▸ Records to use

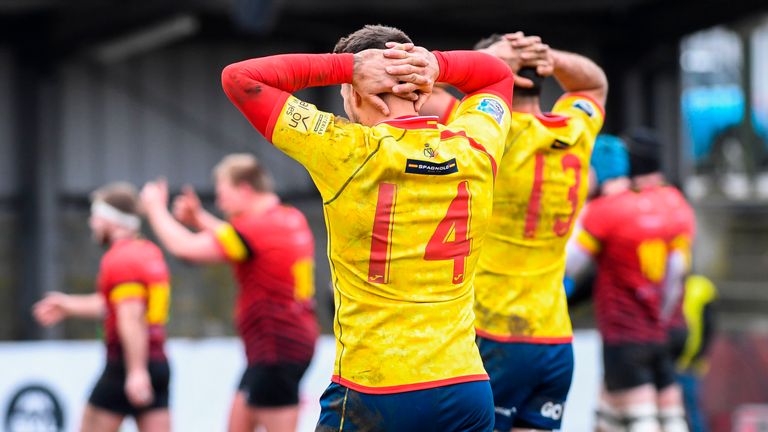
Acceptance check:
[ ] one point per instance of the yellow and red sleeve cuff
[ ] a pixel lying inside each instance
(231, 243)
(588, 243)
(127, 291)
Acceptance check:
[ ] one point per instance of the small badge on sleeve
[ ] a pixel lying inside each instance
(303, 117)
(493, 108)
(414, 166)
(585, 106)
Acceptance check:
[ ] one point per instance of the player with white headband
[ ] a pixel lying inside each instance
(132, 298)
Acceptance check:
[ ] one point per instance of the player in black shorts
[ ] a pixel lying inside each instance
(132, 299)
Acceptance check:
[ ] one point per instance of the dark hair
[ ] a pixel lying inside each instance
(644, 149)
(526, 72)
(245, 168)
(120, 195)
(368, 37)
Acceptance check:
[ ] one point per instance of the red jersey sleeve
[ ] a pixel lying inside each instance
(474, 72)
(597, 218)
(260, 87)
(122, 280)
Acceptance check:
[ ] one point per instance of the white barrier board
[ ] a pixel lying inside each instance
(44, 385)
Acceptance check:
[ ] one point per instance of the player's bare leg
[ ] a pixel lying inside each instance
(241, 416)
(158, 420)
(99, 420)
(281, 419)
(671, 410)
(636, 407)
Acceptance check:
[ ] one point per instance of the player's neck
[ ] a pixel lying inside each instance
(525, 104)
(398, 108)
(648, 181)
(615, 186)
(120, 234)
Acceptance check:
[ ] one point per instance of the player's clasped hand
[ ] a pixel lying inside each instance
(154, 193)
(407, 71)
(186, 207)
(51, 309)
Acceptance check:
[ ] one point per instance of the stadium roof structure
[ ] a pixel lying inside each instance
(621, 26)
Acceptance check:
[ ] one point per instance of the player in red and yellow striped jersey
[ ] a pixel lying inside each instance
(133, 298)
(271, 250)
(523, 327)
(640, 240)
(407, 203)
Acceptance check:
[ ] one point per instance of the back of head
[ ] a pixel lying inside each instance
(370, 37)
(121, 196)
(242, 168)
(525, 72)
(609, 158)
(644, 149)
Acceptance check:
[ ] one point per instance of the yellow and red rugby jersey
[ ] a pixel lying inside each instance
(541, 186)
(135, 270)
(407, 203)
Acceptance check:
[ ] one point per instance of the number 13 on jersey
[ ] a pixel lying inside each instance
(449, 242)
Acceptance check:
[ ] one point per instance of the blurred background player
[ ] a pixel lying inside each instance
(398, 191)
(132, 299)
(645, 168)
(690, 336)
(630, 234)
(524, 332)
(271, 249)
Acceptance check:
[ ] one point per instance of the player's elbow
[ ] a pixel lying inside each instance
(229, 78)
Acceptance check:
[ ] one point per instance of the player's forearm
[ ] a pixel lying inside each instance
(85, 306)
(207, 221)
(176, 238)
(578, 74)
(473, 71)
(134, 337)
(577, 260)
(673, 283)
(259, 87)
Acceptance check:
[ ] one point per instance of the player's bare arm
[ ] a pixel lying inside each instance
(198, 247)
(188, 210)
(134, 337)
(578, 74)
(56, 306)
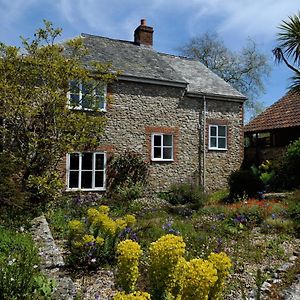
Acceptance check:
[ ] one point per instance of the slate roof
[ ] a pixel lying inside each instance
(282, 114)
(143, 62)
(201, 80)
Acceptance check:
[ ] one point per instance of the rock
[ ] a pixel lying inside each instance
(51, 260)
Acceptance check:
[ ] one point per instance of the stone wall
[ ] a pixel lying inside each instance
(219, 164)
(141, 109)
(137, 110)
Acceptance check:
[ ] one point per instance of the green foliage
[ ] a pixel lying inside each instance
(94, 242)
(243, 182)
(244, 70)
(39, 128)
(293, 210)
(44, 287)
(18, 265)
(126, 176)
(171, 275)
(288, 48)
(218, 196)
(186, 193)
(128, 255)
(164, 256)
(278, 225)
(10, 187)
(291, 164)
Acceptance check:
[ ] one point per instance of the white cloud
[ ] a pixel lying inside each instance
(117, 18)
(11, 10)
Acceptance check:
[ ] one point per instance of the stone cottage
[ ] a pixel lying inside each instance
(181, 117)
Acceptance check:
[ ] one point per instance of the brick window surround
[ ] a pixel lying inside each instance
(218, 122)
(174, 131)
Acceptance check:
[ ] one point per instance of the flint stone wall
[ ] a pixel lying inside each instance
(137, 110)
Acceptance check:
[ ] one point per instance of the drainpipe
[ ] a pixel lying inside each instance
(203, 144)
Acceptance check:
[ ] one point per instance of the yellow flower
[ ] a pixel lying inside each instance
(128, 254)
(88, 239)
(121, 224)
(76, 226)
(104, 209)
(130, 220)
(77, 244)
(99, 241)
(164, 256)
(132, 296)
(92, 213)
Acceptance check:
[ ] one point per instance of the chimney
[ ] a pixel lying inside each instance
(143, 35)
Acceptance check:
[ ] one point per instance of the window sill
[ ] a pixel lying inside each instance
(86, 109)
(161, 160)
(218, 149)
(86, 190)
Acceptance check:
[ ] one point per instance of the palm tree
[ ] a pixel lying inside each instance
(289, 48)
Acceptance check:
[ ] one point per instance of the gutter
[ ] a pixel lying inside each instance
(217, 96)
(179, 84)
(203, 144)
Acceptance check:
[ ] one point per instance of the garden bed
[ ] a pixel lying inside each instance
(257, 235)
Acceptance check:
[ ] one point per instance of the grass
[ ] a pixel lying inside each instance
(253, 233)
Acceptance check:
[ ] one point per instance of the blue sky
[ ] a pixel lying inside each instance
(174, 22)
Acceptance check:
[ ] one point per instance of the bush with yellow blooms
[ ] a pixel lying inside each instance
(93, 241)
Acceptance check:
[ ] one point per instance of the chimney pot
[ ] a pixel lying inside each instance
(143, 35)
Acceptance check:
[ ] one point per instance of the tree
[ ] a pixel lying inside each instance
(289, 48)
(38, 127)
(244, 70)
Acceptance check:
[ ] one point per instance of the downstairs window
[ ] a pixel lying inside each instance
(86, 171)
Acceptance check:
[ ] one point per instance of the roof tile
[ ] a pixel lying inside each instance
(282, 114)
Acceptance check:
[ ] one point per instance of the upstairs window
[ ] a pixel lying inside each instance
(162, 147)
(86, 171)
(217, 137)
(87, 96)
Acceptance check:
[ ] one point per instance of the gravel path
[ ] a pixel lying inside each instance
(293, 293)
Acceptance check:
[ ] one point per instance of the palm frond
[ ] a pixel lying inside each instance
(289, 38)
(295, 82)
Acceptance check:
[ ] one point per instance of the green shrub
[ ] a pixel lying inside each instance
(293, 210)
(128, 255)
(276, 224)
(292, 163)
(94, 242)
(243, 182)
(10, 184)
(186, 193)
(18, 265)
(288, 168)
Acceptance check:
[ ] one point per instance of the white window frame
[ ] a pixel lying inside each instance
(80, 107)
(162, 147)
(80, 172)
(210, 147)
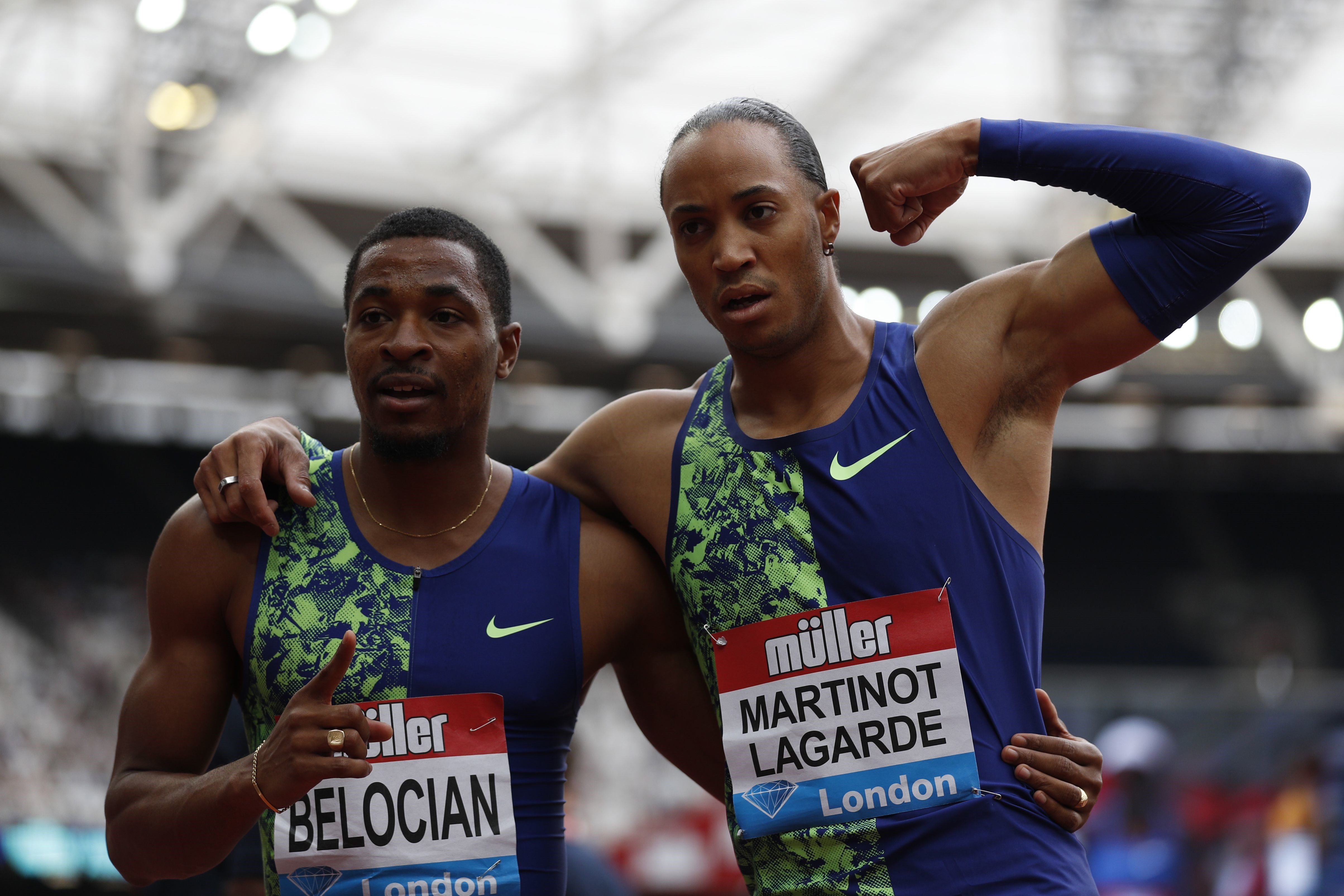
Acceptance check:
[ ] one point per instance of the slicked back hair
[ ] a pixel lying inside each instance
(803, 151)
(424, 221)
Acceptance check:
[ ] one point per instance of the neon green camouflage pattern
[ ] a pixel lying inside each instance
(741, 551)
(316, 585)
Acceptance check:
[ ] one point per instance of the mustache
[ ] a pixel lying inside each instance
(398, 370)
(771, 287)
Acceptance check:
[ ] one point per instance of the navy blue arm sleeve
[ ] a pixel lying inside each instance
(1205, 213)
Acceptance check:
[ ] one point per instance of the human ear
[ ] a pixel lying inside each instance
(828, 214)
(510, 343)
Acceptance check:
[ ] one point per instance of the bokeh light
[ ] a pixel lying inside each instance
(1185, 336)
(1323, 324)
(1240, 324)
(335, 7)
(158, 17)
(878, 304)
(312, 37)
(272, 30)
(929, 301)
(174, 107)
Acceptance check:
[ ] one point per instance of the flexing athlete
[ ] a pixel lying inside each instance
(832, 460)
(456, 574)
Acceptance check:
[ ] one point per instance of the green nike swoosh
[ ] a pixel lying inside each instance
(842, 472)
(495, 632)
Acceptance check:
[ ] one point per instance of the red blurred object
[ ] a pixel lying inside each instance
(683, 854)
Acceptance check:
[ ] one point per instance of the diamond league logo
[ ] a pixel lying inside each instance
(771, 796)
(315, 882)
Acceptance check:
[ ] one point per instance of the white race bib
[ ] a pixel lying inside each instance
(842, 714)
(435, 819)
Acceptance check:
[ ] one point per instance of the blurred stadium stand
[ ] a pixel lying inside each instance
(163, 284)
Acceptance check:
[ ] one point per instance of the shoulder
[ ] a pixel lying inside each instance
(638, 412)
(626, 442)
(190, 533)
(611, 548)
(198, 565)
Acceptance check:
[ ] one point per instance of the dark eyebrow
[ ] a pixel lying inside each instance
(752, 191)
(373, 289)
(741, 194)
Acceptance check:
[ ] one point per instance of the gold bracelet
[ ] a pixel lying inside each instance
(256, 786)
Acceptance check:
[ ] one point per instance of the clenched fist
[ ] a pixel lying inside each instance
(906, 186)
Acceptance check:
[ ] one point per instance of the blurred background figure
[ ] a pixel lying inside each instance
(1135, 837)
(182, 183)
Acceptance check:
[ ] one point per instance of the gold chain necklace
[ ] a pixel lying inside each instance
(412, 535)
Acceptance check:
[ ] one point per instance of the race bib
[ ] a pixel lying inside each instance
(843, 714)
(435, 819)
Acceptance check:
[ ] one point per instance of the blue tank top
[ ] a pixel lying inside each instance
(763, 528)
(428, 634)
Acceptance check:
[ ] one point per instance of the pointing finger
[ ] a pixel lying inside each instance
(1054, 725)
(324, 684)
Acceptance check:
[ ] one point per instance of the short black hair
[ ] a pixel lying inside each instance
(803, 150)
(424, 221)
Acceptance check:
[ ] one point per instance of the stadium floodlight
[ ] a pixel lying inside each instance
(272, 30)
(171, 107)
(1185, 336)
(878, 304)
(1324, 324)
(158, 17)
(312, 37)
(1240, 324)
(928, 303)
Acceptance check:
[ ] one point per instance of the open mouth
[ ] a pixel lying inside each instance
(406, 391)
(744, 301)
(741, 299)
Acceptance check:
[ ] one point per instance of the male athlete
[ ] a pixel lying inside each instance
(832, 460)
(424, 569)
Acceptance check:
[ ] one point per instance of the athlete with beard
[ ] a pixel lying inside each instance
(457, 576)
(832, 460)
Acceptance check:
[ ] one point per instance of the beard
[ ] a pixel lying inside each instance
(415, 448)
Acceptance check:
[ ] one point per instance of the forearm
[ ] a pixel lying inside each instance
(1205, 213)
(170, 825)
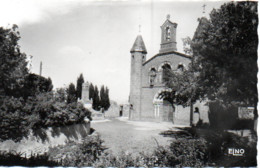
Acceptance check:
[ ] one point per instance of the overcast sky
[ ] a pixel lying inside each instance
(95, 38)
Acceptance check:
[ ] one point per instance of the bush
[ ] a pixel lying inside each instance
(83, 154)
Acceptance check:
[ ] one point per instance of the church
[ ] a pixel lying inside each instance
(147, 81)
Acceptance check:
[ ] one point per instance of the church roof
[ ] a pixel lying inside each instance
(139, 45)
(167, 53)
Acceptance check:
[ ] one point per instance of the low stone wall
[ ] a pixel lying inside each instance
(40, 140)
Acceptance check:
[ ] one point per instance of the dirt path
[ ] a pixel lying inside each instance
(133, 137)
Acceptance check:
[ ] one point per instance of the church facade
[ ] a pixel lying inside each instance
(147, 83)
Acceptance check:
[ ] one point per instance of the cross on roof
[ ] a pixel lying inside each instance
(204, 5)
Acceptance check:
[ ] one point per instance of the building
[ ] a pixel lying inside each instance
(85, 96)
(147, 83)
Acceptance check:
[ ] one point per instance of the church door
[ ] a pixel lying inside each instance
(167, 111)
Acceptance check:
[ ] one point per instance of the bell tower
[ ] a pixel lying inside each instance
(168, 37)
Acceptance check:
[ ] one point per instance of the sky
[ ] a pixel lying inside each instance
(95, 37)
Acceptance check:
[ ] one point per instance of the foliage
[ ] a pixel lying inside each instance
(84, 154)
(217, 143)
(222, 116)
(71, 93)
(80, 81)
(13, 64)
(91, 91)
(183, 152)
(35, 84)
(187, 45)
(96, 99)
(17, 116)
(11, 159)
(15, 122)
(104, 98)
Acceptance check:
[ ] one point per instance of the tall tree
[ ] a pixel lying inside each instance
(80, 81)
(13, 64)
(71, 93)
(102, 97)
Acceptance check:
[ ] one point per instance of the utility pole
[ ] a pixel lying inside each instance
(41, 68)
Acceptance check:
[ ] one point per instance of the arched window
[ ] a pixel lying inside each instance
(180, 68)
(152, 76)
(165, 72)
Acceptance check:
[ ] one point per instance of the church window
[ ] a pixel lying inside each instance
(168, 33)
(152, 76)
(165, 72)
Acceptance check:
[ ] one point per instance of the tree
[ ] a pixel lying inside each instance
(224, 62)
(91, 91)
(96, 99)
(102, 97)
(225, 51)
(80, 81)
(71, 94)
(107, 100)
(35, 84)
(60, 94)
(13, 64)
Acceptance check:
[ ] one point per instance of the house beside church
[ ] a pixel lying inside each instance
(147, 83)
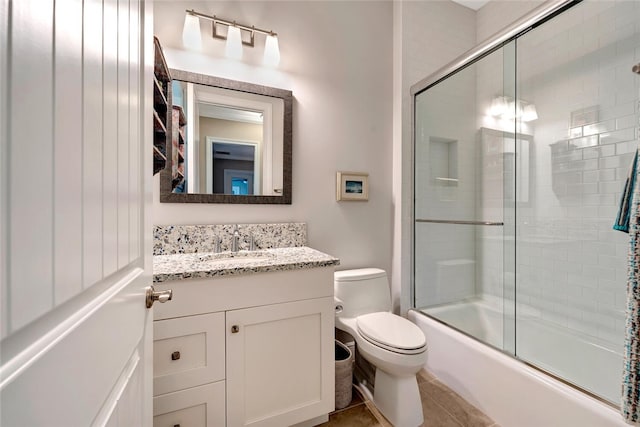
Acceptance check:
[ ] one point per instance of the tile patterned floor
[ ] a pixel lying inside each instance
(442, 407)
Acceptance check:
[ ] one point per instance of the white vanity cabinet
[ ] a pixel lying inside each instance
(249, 350)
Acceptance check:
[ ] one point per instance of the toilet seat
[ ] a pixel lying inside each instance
(391, 332)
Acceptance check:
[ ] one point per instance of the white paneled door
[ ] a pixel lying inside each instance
(75, 177)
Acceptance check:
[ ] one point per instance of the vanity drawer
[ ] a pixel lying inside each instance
(192, 407)
(188, 351)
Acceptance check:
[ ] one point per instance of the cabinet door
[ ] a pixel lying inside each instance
(280, 368)
(187, 351)
(201, 406)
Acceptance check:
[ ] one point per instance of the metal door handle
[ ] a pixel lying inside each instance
(160, 296)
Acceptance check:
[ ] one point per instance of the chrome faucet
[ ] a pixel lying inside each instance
(236, 239)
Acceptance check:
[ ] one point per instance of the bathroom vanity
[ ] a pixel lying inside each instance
(247, 339)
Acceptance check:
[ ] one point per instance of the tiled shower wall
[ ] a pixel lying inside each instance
(571, 265)
(576, 69)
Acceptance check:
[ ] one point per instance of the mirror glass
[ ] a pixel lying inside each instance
(231, 142)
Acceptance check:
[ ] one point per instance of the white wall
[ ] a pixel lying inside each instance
(74, 89)
(337, 61)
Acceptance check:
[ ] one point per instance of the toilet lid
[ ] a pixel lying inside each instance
(392, 331)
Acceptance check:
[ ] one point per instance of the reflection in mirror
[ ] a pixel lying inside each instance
(234, 146)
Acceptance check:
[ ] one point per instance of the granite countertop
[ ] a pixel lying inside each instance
(209, 264)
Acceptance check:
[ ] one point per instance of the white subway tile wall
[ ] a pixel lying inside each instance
(571, 266)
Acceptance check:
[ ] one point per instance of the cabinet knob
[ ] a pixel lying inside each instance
(161, 296)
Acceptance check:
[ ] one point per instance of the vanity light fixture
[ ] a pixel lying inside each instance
(236, 36)
(506, 108)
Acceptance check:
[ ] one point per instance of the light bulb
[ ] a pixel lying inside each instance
(191, 37)
(271, 51)
(234, 43)
(498, 106)
(529, 113)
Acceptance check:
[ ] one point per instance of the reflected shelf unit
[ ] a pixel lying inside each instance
(161, 108)
(179, 121)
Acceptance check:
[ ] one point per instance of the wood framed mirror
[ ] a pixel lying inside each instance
(231, 142)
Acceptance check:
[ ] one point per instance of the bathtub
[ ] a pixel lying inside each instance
(509, 391)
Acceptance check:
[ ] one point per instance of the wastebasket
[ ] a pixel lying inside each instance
(344, 374)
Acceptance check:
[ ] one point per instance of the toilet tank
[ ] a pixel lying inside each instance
(362, 291)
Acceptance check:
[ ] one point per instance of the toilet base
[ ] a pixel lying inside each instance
(398, 399)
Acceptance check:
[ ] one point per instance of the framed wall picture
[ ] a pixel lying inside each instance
(352, 186)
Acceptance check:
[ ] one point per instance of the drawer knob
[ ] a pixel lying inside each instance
(161, 296)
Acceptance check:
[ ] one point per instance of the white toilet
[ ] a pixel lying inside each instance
(394, 345)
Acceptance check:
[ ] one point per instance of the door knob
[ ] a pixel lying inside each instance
(160, 296)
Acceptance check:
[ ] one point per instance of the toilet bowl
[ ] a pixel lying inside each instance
(392, 344)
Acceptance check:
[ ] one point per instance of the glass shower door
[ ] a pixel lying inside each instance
(463, 169)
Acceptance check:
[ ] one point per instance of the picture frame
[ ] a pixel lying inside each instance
(352, 186)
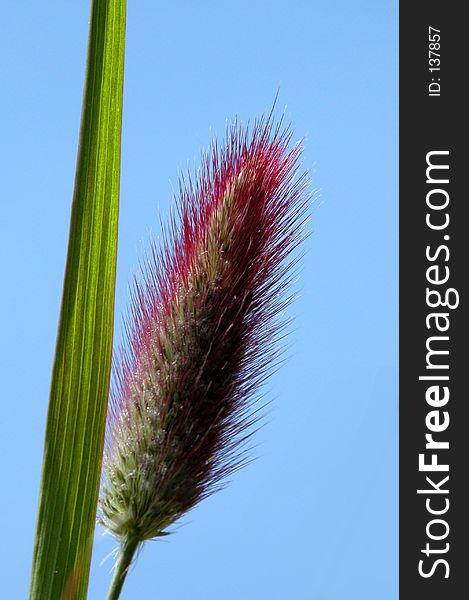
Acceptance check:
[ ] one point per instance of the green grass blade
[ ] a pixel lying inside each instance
(81, 372)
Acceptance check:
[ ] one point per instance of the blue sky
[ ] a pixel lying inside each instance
(315, 517)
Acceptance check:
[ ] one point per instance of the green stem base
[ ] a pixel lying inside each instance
(122, 567)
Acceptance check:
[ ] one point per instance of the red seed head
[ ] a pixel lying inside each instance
(202, 332)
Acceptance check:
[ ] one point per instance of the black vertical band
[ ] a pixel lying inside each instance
(434, 336)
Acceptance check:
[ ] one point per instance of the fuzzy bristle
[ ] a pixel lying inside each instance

▸ Task item
Please write out only the material above, exactly, from its first line through the line that contains "[ ] one point per instance of the player with", and include no pictures.

▸ Exercise output
Acceptance check:
[ ] one point per instance of the yellow and red sleeve cuff
[ ] a pixel lying inside each instance
(231, 243)
(588, 243)
(127, 291)
Acceptance check:
[ ] one point per instance of the small badge on sleeve
[ ] a pixel lying inside each instance
(303, 117)
(493, 108)
(414, 166)
(585, 106)
Acceptance check:
[ ] one point per instance of the player with white headband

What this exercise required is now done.